[WRITTEN PROBLEM A]: In the feature on Slagle & Co. Woodworks, list each thing that the line under the title says the woman loves.
[WRITTEN PROBLEM B]: Shorten the paragraph of the feature on Slagle & Co. Woodworks that begins "Walk into Carmen Slagle’s backyard shop" to two sentences, keeping its main facts.

[SELECTED TEXT]:

━━━━━━━━━━━━━━━━━━━━

Celebrating Small-Town Stories and Local Businesses
Across Hunt County and North Texas

BLOOMING LOCAL TALENT | APRIL 2026

Discover the inspiring story Rooted in Sawdust and Story: The Journey of Slagle & Co. Woodworks in this month’s feature.

From a grandfather’s bandsaw to a CNC machine, how one woman’s love of wood, people, and community shaped an art form all her own.

exterior of Carmen Slagle she shed woodworking shop in Greenville Texas
Tucked into a backyard in Greenville, this is where the work—and the story—comes to life.

Walk into Carmen Slagle’s backyard shop on any given weekday morning and you’ll hear it before you see it, the steady hum of a CNC machine working its way through a piece of wood that will eventually become someone’s most cherished wall piece. The air smells like fresh-cut wood. Tools hang in careful order above a well-worn workbench. And everywhere you look, there’s something beautiful.

This is Slagle & Co. Woodworks. And none of it, not a single sign, exists by accident.

━━━━━━━━━━━━━━━━━━━━

[DATA EXCERPTS]:
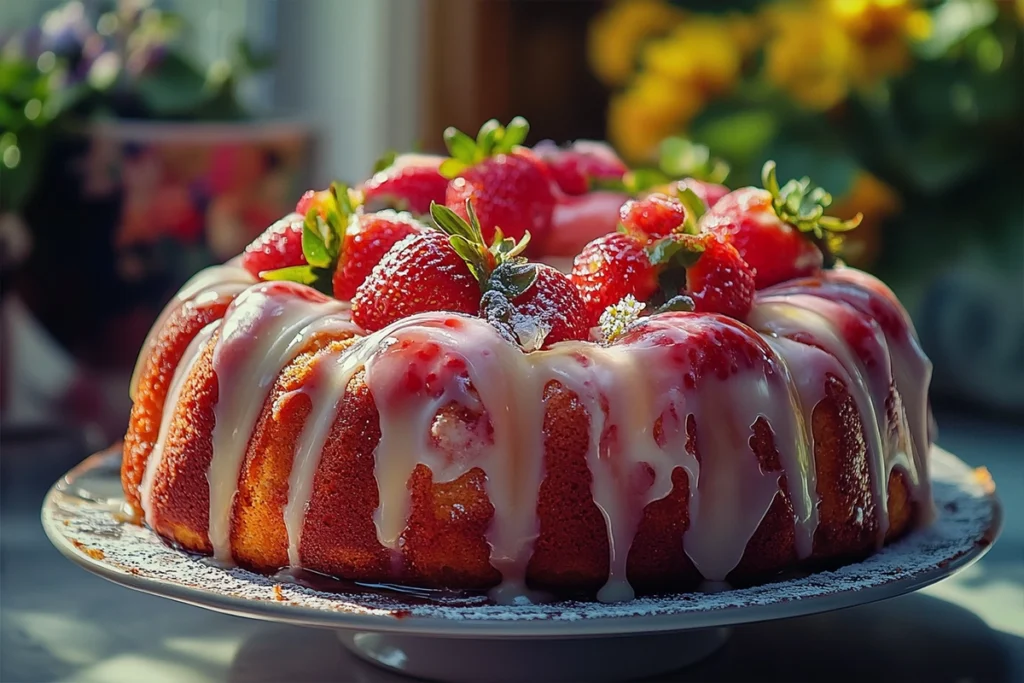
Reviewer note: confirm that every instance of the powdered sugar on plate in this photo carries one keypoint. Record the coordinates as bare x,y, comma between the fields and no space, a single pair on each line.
89,529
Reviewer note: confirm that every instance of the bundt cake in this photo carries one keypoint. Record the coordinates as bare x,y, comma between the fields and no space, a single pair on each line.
274,426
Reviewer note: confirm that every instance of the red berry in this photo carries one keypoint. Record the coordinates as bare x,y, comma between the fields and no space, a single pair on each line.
576,167
279,247
655,215
720,282
512,191
418,274
611,267
309,199
709,193
774,249
410,184
366,244
554,303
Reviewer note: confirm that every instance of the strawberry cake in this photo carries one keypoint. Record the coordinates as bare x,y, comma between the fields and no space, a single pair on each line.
384,388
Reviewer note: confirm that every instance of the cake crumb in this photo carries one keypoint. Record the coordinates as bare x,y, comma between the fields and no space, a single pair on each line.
94,553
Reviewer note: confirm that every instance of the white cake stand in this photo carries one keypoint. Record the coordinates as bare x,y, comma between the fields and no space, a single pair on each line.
468,639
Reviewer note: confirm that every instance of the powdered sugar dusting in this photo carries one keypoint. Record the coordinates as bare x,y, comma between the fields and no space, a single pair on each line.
966,516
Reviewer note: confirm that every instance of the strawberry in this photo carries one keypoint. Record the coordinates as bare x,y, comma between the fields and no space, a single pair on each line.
683,270
366,243
422,272
410,183
654,215
611,267
445,269
279,247
720,281
509,186
549,311
577,168
782,233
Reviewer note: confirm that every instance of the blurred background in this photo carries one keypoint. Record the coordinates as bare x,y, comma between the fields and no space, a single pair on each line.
142,140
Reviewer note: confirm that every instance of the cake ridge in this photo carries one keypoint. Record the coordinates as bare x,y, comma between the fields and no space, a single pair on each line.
625,388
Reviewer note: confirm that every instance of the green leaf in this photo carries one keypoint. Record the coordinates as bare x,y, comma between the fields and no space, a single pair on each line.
251,59
173,86
313,246
304,274
489,135
450,222
679,302
682,158
954,20
460,145
452,167
513,278
642,179
694,209
739,136
515,134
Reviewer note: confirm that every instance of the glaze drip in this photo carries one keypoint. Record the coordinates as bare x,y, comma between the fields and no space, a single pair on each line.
639,394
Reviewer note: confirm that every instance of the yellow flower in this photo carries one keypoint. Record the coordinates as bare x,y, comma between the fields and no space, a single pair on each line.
616,35
650,110
876,201
880,29
809,56
700,53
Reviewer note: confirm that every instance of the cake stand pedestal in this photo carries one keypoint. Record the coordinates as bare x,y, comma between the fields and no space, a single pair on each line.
463,639
543,660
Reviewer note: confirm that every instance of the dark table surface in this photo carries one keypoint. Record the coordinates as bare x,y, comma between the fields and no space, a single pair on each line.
59,623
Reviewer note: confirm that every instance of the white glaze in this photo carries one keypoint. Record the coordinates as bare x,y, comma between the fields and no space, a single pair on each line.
262,331
626,388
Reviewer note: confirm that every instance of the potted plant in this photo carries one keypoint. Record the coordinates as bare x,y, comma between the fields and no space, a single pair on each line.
907,111
129,166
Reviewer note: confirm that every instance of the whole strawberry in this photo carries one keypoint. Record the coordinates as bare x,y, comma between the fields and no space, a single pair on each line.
509,186
410,182
336,246
781,232
279,247
610,268
366,243
581,166
682,270
421,273
549,311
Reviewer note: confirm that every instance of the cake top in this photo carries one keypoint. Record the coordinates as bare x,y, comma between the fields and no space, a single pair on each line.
457,233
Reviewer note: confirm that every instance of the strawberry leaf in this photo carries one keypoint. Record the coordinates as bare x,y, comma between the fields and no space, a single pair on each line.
451,168
515,134
491,133
679,302
304,274
461,145
673,251
452,223
313,246
513,278
694,210
385,161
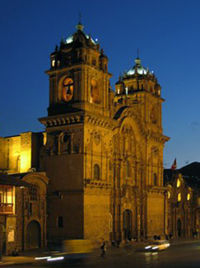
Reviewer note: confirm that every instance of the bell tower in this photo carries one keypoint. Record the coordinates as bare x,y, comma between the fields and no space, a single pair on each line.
74,155
140,86
78,75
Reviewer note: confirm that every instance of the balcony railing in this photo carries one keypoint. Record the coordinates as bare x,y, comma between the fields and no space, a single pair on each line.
6,208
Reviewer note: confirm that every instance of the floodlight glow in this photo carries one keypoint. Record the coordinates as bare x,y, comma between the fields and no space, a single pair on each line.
55,259
42,258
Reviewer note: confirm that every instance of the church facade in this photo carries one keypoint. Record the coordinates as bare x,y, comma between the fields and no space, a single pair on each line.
97,170
103,150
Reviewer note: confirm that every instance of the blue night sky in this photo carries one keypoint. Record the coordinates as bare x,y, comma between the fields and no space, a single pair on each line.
167,34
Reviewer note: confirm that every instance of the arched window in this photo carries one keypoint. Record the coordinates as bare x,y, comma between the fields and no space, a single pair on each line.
155,179
96,172
68,88
66,146
128,169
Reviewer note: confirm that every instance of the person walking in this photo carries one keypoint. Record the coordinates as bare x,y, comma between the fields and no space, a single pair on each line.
103,249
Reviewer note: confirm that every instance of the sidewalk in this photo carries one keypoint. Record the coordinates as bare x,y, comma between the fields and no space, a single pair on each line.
28,257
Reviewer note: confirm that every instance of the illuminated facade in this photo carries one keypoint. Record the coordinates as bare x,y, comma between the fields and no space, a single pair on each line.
104,150
22,194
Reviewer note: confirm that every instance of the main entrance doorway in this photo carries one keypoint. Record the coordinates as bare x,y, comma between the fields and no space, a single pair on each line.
127,224
179,227
33,235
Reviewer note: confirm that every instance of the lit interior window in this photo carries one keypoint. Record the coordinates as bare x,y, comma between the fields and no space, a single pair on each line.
53,62
178,184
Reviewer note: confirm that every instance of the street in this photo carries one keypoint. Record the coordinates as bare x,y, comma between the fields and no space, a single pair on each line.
178,255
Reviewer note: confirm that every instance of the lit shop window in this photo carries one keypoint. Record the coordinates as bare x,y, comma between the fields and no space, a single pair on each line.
179,197
53,63
178,183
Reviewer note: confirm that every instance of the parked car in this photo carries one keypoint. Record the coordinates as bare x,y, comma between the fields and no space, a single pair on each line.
157,245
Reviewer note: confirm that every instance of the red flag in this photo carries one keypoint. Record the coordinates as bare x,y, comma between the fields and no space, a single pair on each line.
174,166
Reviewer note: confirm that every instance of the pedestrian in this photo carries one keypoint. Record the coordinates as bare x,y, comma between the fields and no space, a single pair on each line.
103,249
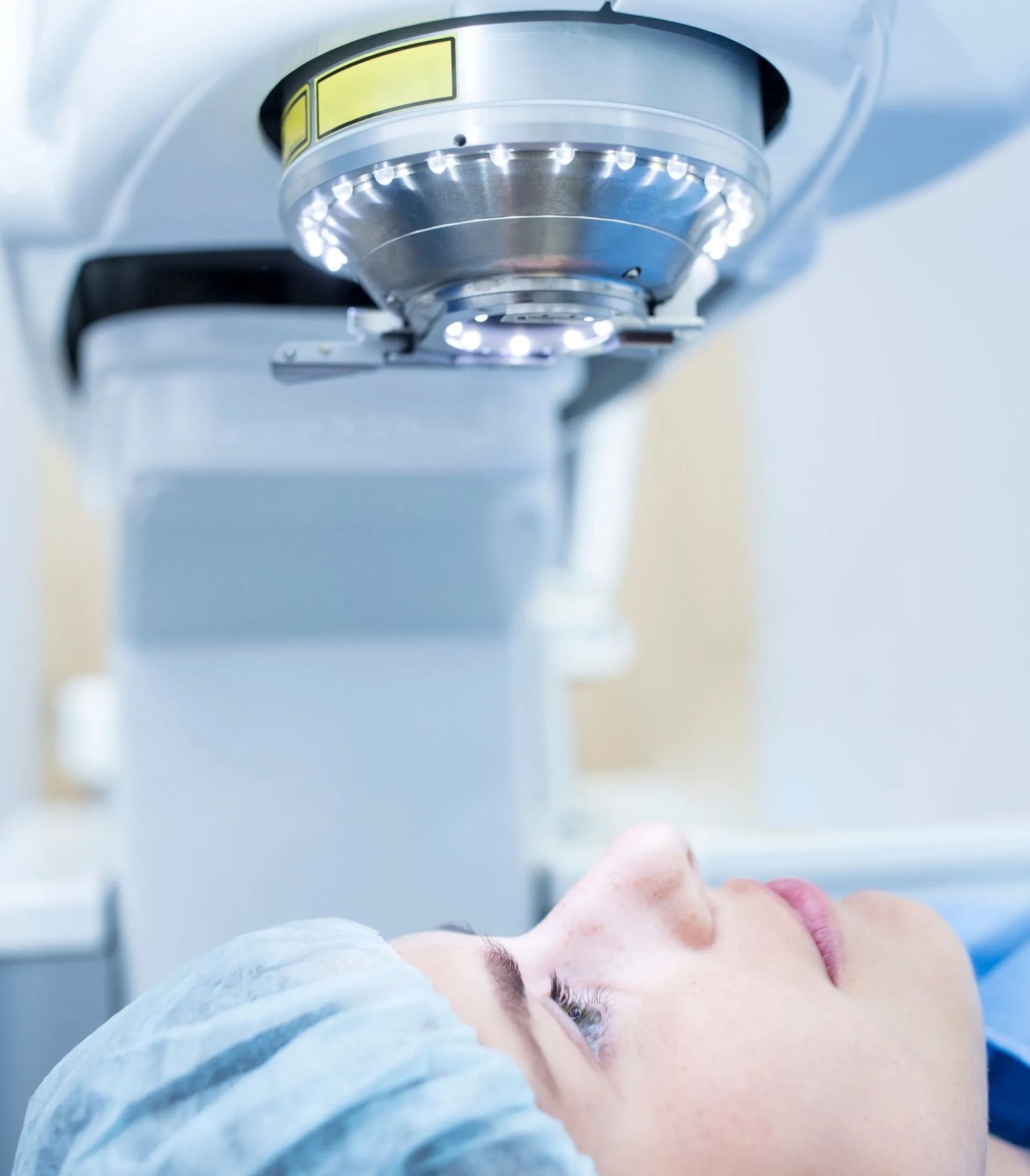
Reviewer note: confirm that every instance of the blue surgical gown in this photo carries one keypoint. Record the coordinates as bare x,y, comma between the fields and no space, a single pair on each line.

━━━━━━━━━━━━━━━━━━━━

[TASK RESULT A]:
- Wood
- People
- Community

[TASK RESULT B]: On a weekday morning in Carmen Slagle’s backyard shop, a CNC machine hums as it works through wood that will become someone’s cherished wall piece. The shop smells of fresh-cut wood, its tools hang in careful order above a well-worn workbench, and beautiful things are everywhere.